**Provided material:**

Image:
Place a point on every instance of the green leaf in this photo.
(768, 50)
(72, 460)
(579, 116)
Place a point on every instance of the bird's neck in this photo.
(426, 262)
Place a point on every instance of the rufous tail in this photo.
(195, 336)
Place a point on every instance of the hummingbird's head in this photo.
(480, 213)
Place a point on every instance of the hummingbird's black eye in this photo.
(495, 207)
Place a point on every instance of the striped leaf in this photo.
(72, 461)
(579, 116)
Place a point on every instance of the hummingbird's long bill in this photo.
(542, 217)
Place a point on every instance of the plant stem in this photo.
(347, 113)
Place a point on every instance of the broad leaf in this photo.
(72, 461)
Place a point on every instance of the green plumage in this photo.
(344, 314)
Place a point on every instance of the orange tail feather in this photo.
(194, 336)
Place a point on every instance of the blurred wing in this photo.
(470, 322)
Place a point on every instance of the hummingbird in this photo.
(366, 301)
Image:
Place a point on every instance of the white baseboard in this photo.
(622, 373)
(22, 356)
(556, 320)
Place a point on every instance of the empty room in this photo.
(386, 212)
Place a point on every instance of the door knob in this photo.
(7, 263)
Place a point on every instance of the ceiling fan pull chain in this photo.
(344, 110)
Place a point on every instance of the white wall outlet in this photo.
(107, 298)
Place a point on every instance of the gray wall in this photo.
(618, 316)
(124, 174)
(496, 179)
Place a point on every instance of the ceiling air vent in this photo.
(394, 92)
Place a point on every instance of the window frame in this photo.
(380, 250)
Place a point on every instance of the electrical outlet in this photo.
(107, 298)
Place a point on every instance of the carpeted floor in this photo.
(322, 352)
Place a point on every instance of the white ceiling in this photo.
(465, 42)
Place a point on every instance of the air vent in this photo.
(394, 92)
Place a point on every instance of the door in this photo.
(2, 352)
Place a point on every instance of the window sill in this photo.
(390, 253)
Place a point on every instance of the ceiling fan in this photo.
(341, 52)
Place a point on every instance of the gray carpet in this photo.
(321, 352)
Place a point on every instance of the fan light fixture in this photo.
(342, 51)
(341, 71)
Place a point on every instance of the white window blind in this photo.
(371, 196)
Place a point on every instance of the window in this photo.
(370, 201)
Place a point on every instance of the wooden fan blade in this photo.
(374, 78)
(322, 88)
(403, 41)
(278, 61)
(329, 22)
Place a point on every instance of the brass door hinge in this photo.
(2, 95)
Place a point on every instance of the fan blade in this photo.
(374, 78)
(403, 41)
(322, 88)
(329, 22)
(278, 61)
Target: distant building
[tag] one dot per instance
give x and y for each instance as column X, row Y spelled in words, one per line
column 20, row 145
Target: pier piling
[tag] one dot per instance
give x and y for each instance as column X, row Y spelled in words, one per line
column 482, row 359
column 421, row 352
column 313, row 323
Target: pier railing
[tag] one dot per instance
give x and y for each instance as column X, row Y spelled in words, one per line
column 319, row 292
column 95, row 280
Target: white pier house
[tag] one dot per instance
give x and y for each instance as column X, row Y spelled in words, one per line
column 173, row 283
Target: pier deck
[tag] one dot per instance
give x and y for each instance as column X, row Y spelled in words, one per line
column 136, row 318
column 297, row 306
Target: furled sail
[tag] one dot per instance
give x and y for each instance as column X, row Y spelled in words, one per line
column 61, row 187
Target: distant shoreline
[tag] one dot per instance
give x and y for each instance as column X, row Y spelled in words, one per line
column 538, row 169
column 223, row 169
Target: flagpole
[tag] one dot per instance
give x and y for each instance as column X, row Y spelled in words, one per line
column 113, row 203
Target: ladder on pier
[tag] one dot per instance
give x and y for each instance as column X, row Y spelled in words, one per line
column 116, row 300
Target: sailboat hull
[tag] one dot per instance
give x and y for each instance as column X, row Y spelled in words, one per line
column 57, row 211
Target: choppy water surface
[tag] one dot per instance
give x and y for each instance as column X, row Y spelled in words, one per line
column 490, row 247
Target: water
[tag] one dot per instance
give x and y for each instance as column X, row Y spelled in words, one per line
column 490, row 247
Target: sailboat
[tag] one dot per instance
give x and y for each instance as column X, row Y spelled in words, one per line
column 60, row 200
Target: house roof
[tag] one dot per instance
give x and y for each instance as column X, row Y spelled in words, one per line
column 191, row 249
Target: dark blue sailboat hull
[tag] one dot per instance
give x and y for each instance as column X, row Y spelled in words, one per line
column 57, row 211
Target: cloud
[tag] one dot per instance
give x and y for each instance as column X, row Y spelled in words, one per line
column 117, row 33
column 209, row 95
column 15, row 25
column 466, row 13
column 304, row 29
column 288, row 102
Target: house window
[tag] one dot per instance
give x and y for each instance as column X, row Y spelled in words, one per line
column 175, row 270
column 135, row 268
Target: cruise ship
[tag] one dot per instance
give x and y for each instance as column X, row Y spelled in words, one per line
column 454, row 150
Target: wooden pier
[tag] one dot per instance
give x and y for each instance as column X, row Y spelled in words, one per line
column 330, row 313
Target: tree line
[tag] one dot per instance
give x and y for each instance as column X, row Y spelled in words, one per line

**Exercise goal:**
Take the material above and reproduce it word for word.

**Response for this exercise:**
Image:
Place a point on every instance of the green leaf in this photo.
(768, 50)
(72, 460)
(579, 116)
Place a point on every instance of the bird's neck in this photo.
(426, 262)
Place a point on every instance of the rufous tail in this photo.
(195, 336)
Place a point on every instance of the hummingbird's head in this photo.
(480, 213)
Place a point on every instance of the hummingbird's black eye in this photo.
(495, 207)
Place a point on every instance of the striped leaf in this photo.
(72, 461)
(579, 116)
Place a point on every instance of the hummingbird's long bill in this photo.
(542, 217)
Place a point on every instance of the plant stem in this photo.
(347, 113)
Place a point on every instance of the broad leaf in this photo.
(72, 461)
Place a point on every instance of the green plumage in this photo.
(344, 314)
Place a point on every instance of the orange tail feather in this photo.
(194, 336)
Place a point on every instance of the blurred wing in this photo.
(470, 322)
Place a point on every instance of the hummingbird in this photo.
(366, 301)
Image:
Place a point on every instance of the white baseboard in this photo.
(622, 373)
(22, 356)
(556, 320)
Place a point on every instance of the empty room in this photo.
(386, 212)
Place a point on every instance of the door knob in this photo.
(7, 263)
Place a point on every instance of the ceiling fan pull chain in this photo.
(344, 110)
Place a point on every instance of the white wall outlet in this photo.
(107, 298)
Place a point on every instance of the gray wall in this photo.
(618, 316)
(124, 174)
(496, 179)
Place a point on every instance of the ceiling air vent in this photo.
(394, 92)
Place a point on every instance of the window frame in this photo.
(380, 250)
Place a point on every instance of the electrical outlet in this photo.
(107, 298)
Place a point on every instance of the carpeted floor in this photo.
(322, 352)
Place a point on every instance of the white ceiling in this photo.
(465, 42)
Place a point on every instance of the air vent in this photo.
(394, 92)
Place a point on every instance of the door in this photo.
(2, 352)
Place a point on every instance of the window sill in this photo.
(390, 253)
Place a point on every instance of the ceiling fan in this photo.
(341, 52)
Place a point on every instance of the gray carpet in this photo.
(321, 352)
Place a point on every instance of the fan light fixture in this photo.
(342, 51)
(341, 71)
Place a point on every instance of the white window blind in this photo.
(371, 196)
Place a point on every instance of the window in this photo.
(370, 201)
Place a point on every instance of the wooden fan blade in this photo.
(374, 78)
(322, 88)
(403, 41)
(278, 61)
(329, 22)
Place a point on every instance of the brass door hinge in this photo.
(2, 95)
Place a point on every instance of the fan blade in this photo.
(374, 78)
(403, 41)
(322, 88)
(329, 22)
(278, 61)
Target: distant building
[tag] one dot per instance
give x and y for each instance as column X, row Y spelled in words, one per line
column 20, row 145
Target: pier piling
[tag] one dot per instance
give x and y for each instance as column X, row Y spelled in words, one per line
column 482, row 359
column 421, row 352
column 313, row 323
Target: pier railing
[tag] one dot per instance
give x and y for each instance as column X, row Y spelled in words, one per line
column 319, row 292
column 95, row 280
Target: white pier house
[tag] one dot per instance
give x and y for each instance as column X, row Y spelled in words, one per line
column 173, row 283
Target: pier deck
[tag] one dot per instance
give x and y for each instance as column X, row Y spelled in words, one per line
column 136, row 318
column 297, row 306
Target: furled sail
[tag] one dot per instance
give x and y for each instance as column X, row Y spelled in words, one per line
column 61, row 187
Target: distant shoreline
[tag] one dot per instance
give x and y for each instance as column X, row Y spelled in words, one per line
column 538, row 169
column 223, row 169
Target: flagpole
[tag] one dot per instance
give x and y for each instance as column X, row Y spelled in words, one per line
column 113, row 203
Target: ladder on pier
[tag] one dot per instance
give x and y for each instance as column X, row Y spelled in words, one per line
column 116, row 300
Target: sailboat hull
[tag] one dot per instance
give x and y for each instance as column X, row Y spelled in words, one per line
column 57, row 211
Target: choppy water surface
[tag] one dot per instance
give x and y for each instance as column X, row Y spelled in words, one per line
column 490, row 247
Target: water
[tag] one dot per instance
give x and y for each instance as column X, row Y spelled in words, one per line
column 490, row 247
Target: sailboat
[tag] one dot per instance
give x and y for each instance as column X, row Y spelled in words, one per line
column 60, row 200
Target: house roof
[tag] one dot per instance
give x and y for each instance as column X, row Y spelled in words, one per line
column 191, row 249
Target: dark blue sailboat hull
[tag] one dot per instance
give x and y for each instance as column X, row Y spelled in words, one per line
column 57, row 211
Target: cloud
[tag] one dot per instance
give x and y for each instance as column X, row Y spelled in words, one per line
column 117, row 33
column 209, row 95
column 15, row 25
column 466, row 13
column 304, row 29
column 288, row 102
Target: house window
[tag] one dot per instance
give x and y for each instance as column X, row Y spelled in words, one per line
column 175, row 270
column 135, row 268
Target: cruise ship
[tag] one dot per instance
give x and y for each instance as column X, row Y spelled in words, one per line
column 454, row 150
Target: wooden pier
[tag] one dot per instance
give x and y for each instance as column X, row Y spelled in words, one per line
column 330, row 313
Target: tree line
[tag] one dot per instance
give x and y for each instance as column X, row Y spelled in words, one per line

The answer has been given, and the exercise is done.